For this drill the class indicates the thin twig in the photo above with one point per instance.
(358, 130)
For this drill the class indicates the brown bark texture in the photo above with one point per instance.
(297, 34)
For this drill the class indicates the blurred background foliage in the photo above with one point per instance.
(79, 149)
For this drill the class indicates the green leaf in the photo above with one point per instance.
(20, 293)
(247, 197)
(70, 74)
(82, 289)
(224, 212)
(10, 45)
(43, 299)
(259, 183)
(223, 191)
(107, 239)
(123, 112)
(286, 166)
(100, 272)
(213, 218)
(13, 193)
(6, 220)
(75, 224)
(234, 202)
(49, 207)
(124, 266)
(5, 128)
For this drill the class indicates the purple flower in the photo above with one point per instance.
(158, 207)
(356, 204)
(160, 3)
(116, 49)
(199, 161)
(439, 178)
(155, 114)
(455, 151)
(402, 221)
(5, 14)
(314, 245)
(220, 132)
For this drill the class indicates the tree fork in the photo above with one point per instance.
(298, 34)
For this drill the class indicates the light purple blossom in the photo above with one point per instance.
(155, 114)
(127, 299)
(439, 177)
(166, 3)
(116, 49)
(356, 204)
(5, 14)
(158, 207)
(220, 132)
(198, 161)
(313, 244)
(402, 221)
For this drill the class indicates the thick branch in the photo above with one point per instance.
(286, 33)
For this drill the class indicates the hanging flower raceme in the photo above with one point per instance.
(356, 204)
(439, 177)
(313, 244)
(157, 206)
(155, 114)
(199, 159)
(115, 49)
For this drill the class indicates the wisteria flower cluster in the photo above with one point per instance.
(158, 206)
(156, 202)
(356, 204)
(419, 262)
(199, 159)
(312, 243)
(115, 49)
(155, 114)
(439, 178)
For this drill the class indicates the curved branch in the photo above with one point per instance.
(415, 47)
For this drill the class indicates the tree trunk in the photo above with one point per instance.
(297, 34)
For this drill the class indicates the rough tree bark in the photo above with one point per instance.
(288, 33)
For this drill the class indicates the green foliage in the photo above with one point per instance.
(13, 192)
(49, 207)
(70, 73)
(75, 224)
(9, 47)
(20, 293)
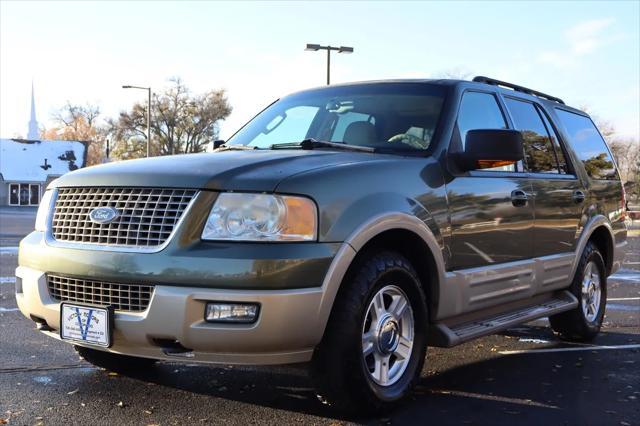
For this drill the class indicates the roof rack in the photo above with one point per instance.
(494, 82)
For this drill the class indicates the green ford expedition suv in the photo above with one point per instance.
(350, 226)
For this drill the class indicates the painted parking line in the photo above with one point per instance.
(491, 398)
(581, 349)
(621, 307)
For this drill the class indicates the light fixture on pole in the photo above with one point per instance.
(148, 89)
(341, 49)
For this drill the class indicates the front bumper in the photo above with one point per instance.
(288, 328)
(295, 285)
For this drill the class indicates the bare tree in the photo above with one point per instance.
(79, 123)
(180, 121)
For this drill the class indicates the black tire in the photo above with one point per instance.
(339, 367)
(114, 362)
(574, 325)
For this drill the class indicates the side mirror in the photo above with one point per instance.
(487, 148)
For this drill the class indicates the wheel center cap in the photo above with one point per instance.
(388, 335)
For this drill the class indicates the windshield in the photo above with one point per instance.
(385, 116)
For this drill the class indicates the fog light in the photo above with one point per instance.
(239, 313)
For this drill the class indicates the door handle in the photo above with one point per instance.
(578, 196)
(519, 198)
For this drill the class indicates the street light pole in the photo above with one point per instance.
(328, 66)
(148, 89)
(341, 49)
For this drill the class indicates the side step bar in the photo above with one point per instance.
(446, 336)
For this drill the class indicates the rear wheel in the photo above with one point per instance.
(590, 288)
(375, 342)
(114, 362)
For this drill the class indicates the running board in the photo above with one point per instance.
(446, 336)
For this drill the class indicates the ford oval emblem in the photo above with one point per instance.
(103, 215)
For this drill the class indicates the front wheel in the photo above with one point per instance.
(589, 285)
(375, 343)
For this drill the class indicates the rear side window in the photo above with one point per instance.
(589, 145)
(540, 155)
(481, 111)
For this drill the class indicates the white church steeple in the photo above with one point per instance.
(34, 132)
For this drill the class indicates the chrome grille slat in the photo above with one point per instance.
(123, 297)
(147, 216)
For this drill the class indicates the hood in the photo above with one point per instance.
(251, 170)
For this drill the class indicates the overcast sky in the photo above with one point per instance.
(586, 53)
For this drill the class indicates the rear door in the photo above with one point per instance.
(557, 192)
(491, 218)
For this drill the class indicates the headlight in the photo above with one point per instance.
(42, 218)
(261, 217)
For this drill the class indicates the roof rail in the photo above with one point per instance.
(494, 82)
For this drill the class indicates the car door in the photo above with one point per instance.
(558, 194)
(490, 213)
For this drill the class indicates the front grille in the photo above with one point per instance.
(123, 297)
(146, 216)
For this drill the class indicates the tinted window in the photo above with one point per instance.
(562, 161)
(589, 145)
(481, 111)
(540, 156)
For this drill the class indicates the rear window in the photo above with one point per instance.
(588, 145)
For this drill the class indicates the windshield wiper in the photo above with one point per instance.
(312, 143)
(234, 147)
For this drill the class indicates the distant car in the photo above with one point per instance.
(350, 226)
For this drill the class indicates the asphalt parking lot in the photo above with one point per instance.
(522, 376)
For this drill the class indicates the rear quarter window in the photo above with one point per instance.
(588, 145)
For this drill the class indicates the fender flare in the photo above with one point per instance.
(587, 231)
(357, 240)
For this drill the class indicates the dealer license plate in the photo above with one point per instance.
(86, 324)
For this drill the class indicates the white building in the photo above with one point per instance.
(28, 165)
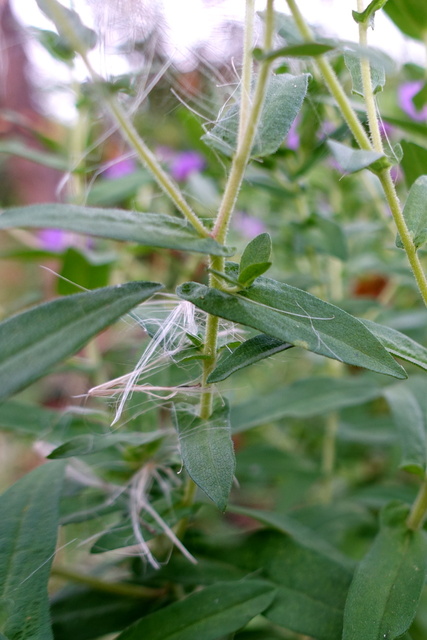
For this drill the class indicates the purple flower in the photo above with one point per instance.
(406, 94)
(120, 168)
(247, 226)
(184, 163)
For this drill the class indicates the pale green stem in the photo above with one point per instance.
(130, 590)
(419, 508)
(243, 151)
(153, 165)
(234, 182)
(149, 159)
(332, 82)
(247, 68)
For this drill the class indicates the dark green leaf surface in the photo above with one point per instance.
(207, 450)
(35, 340)
(415, 213)
(311, 587)
(297, 317)
(409, 421)
(69, 26)
(399, 344)
(84, 614)
(285, 95)
(386, 588)
(352, 160)
(414, 161)
(303, 399)
(209, 614)
(28, 530)
(249, 352)
(148, 229)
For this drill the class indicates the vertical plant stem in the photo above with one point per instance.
(249, 116)
(126, 126)
(419, 508)
(332, 82)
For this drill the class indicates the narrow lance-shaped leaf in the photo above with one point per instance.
(207, 450)
(409, 421)
(285, 95)
(148, 229)
(387, 585)
(209, 614)
(415, 213)
(303, 399)
(352, 160)
(28, 531)
(255, 259)
(297, 317)
(399, 344)
(251, 351)
(35, 340)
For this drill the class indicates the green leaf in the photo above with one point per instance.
(86, 614)
(352, 62)
(414, 161)
(368, 14)
(92, 443)
(297, 317)
(415, 213)
(69, 26)
(303, 399)
(410, 16)
(255, 259)
(35, 340)
(311, 49)
(28, 529)
(352, 160)
(148, 229)
(296, 530)
(399, 344)
(386, 588)
(409, 421)
(285, 95)
(249, 352)
(209, 614)
(87, 269)
(311, 587)
(22, 150)
(207, 450)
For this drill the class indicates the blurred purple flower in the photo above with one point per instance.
(248, 227)
(185, 163)
(406, 94)
(120, 168)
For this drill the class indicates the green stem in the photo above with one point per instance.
(130, 590)
(419, 508)
(248, 123)
(243, 151)
(149, 159)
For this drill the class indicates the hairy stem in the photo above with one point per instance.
(248, 122)
(125, 125)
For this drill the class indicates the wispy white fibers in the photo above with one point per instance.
(169, 339)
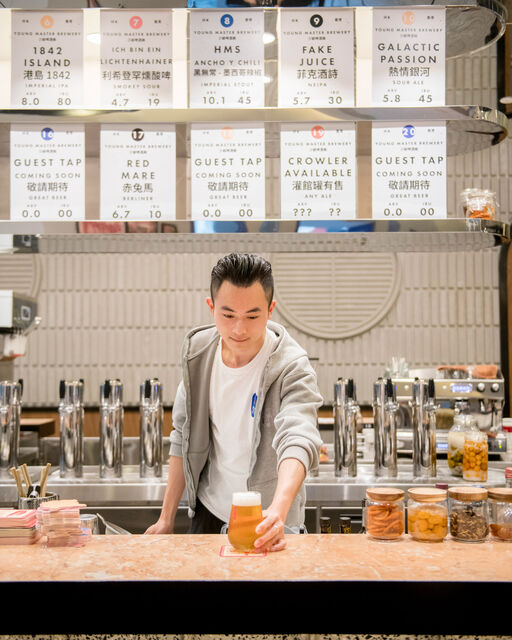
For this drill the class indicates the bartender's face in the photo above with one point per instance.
(241, 315)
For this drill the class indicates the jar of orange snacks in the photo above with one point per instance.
(427, 514)
(385, 518)
(476, 454)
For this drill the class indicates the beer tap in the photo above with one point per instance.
(71, 420)
(385, 409)
(346, 412)
(151, 421)
(11, 394)
(424, 453)
(111, 429)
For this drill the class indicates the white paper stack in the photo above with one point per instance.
(59, 522)
(18, 526)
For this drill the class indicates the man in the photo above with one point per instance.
(245, 414)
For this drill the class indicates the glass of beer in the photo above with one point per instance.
(245, 517)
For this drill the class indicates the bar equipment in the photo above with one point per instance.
(385, 411)
(71, 420)
(346, 412)
(424, 451)
(151, 421)
(10, 413)
(111, 428)
(457, 390)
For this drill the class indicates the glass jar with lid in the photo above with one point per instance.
(500, 513)
(427, 514)
(478, 203)
(476, 456)
(469, 519)
(507, 432)
(385, 519)
(462, 423)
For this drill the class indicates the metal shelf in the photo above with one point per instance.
(362, 235)
(469, 128)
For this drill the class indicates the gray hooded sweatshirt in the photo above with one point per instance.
(285, 417)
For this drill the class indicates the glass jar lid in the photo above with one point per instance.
(467, 494)
(426, 494)
(503, 494)
(385, 494)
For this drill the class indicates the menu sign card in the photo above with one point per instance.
(408, 57)
(409, 170)
(138, 172)
(226, 59)
(318, 171)
(136, 59)
(47, 54)
(47, 172)
(228, 172)
(316, 52)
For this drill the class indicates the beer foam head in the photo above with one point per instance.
(246, 498)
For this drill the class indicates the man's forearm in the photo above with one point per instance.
(174, 489)
(290, 476)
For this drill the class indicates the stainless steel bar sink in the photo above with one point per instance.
(322, 490)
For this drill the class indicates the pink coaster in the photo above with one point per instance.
(227, 551)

################

§ KRÓTKIE ZADANIE
Przytocz bez zmian wiersze od tego, który zawiera „For this drill the class indicates the man's”, do ostatniego wiersza danych, wliczając oba te wiersze.

§ ODPOWIEDŹ NA ZADANIE
For this drill the class indicates the man's forearm in the photo above with one point per instance.
(174, 489)
(290, 476)
For this drill the class indicates the stainless steel bar sink in the photo above with one point per instance.
(322, 490)
For this drill the class indicates the pink coaster in the photo above with one point per instance.
(227, 551)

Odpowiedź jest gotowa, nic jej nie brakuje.